◆ **Action item**
Write the listing out once more, identical to the original but without pictures.

::::::::

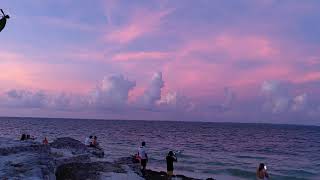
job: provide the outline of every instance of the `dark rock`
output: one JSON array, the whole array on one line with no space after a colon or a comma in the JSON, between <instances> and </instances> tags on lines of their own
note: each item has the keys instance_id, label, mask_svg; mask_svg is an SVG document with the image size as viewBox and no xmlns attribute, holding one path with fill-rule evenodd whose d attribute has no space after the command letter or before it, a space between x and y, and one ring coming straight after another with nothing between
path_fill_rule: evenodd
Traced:
<instances>
[{"instance_id":1,"label":"dark rock","mask_svg":"<svg viewBox=\"0 0 320 180\"><path fill-rule=\"evenodd\" d=\"M109 162L70 163L59 166L56 170L57 180L100 179L102 172L126 173L120 166Z\"/></svg>"},{"instance_id":2,"label":"dark rock","mask_svg":"<svg viewBox=\"0 0 320 180\"><path fill-rule=\"evenodd\" d=\"M157 172L152 170L146 170L145 175L143 176L140 170L140 164L135 161L134 156L120 158L117 161L115 161L115 163L125 164L129 166L133 172L135 172L141 177L144 177L146 180L167 180L168 179L167 173L163 171ZM181 180L198 180L196 178L191 178L184 175L175 175L173 177L177 177ZM213 179L209 178L209 180L213 180Z\"/></svg>"},{"instance_id":3,"label":"dark rock","mask_svg":"<svg viewBox=\"0 0 320 180\"><path fill-rule=\"evenodd\" d=\"M57 138L52 143L50 143L50 147L56 148L56 149L68 150L73 155L90 154L98 158L104 157L103 149L87 147L84 144L82 144L80 141L69 138L69 137Z\"/></svg>"},{"instance_id":4,"label":"dark rock","mask_svg":"<svg viewBox=\"0 0 320 180\"><path fill-rule=\"evenodd\" d=\"M94 147L88 147L87 150L89 151L90 154L98 157L98 158L103 158L104 157L104 151L103 149L98 149Z\"/></svg>"},{"instance_id":5,"label":"dark rock","mask_svg":"<svg viewBox=\"0 0 320 180\"><path fill-rule=\"evenodd\" d=\"M0 179L50 179L54 164L50 148L34 141L0 138Z\"/></svg>"},{"instance_id":6,"label":"dark rock","mask_svg":"<svg viewBox=\"0 0 320 180\"><path fill-rule=\"evenodd\" d=\"M198 179L187 177L184 175L175 175L173 177L177 177L181 180L198 180ZM157 171L152 171L152 170L146 170L144 178L146 180L167 180L168 176L167 176L167 173L163 172L163 171L157 172Z\"/></svg>"},{"instance_id":7,"label":"dark rock","mask_svg":"<svg viewBox=\"0 0 320 180\"><path fill-rule=\"evenodd\" d=\"M57 138L50 143L50 147L57 149L68 149L74 154L82 154L87 152L87 147L84 144L69 137Z\"/></svg>"}]
</instances>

::::::::

◆ **Response area**
job: provide the outline of every instance of the `dark rock`
output: one JSON array, the whole array on one line with no space after a colon or a comma in the JSON, between <instances> and </instances> tags on lines of their own
note: each item has the keys instance_id, label, mask_svg; mask_svg is an SVG document with the image size as viewBox and no xmlns attribute, holding one path with fill-rule evenodd whose d attribute has no space after the command letter or before it, a space between x and y, and one ring coming straight after another with nothing between
path_fill_rule: evenodd
Traced:
<instances>
[{"instance_id":1,"label":"dark rock","mask_svg":"<svg viewBox=\"0 0 320 180\"><path fill-rule=\"evenodd\" d=\"M109 162L70 163L59 166L56 170L57 180L100 179L102 172L126 173L120 166Z\"/></svg>"},{"instance_id":2,"label":"dark rock","mask_svg":"<svg viewBox=\"0 0 320 180\"><path fill-rule=\"evenodd\" d=\"M157 172L152 170L146 170L145 175L143 176L140 170L140 164L135 161L134 156L120 158L117 161L115 161L115 163L125 164L129 166L133 172L135 172L141 177L144 177L146 180L167 180L168 179L167 173L163 171ZM181 180L198 180L196 178L191 178L184 175L175 175L173 177L177 177ZM213 179L209 178L209 180L213 180Z\"/></svg>"},{"instance_id":3,"label":"dark rock","mask_svg":"<svg viewBox=\"0 0 320 180\"><path fill-rule=\"evenodd\" d=\"M57 138L52 143L50 143L50 147L56 148L56 149L68 150L73 155L90 154L98 158L104 157L103 149L87 147L84 144L82 144L80 141L69 138L69 137Z\"/></svg>"},{"instance_id":4,"label":"dark rock","mask_svg":"<svg viewBox=\"0 0 320 180\"><path fill-rule=\"evenodd\" d=\"M94 147L88 147L87 150L89 151L90 154L98 157L98 158L103 158L104 157L104 151L103 149L98 149Z\"/></svg>"},{"instance_id":5,"label":"dark rock","mask_svg":"<svg viewBox=\"0 0 320 180\"><path fill-rule=\"evenodd\" d=\"M0 179L50 179L54 164L50 148L34 141L0 138Z\"/></svg>"},{"instance_id":6,"label":"dark rock","mask_svg":"<svg viewBox=\"0 0 320 180\"><path fill-rule=\"evenodd\" d=\"M198 179L187 177L184 175L175 175L173 177L177 177L181 180L198 180ZM157 171L152 171L152 170L146 170L144 178L146 180L167 180L168 176L167 176L167 173L163 172L163 171L157 172Z\"/></svg>"},{"instance_id":7,"label":"dark rock","mask_svg":"<svg viewBox=\"0 0 320 180\"><path fill-rule=\"evenodd\" d=\"M57 138L50 143L50 147L57 149L68 149L74 154L82 154L87 152L87 147L84 144L69 137Z\"/></svg>"}]
</instances>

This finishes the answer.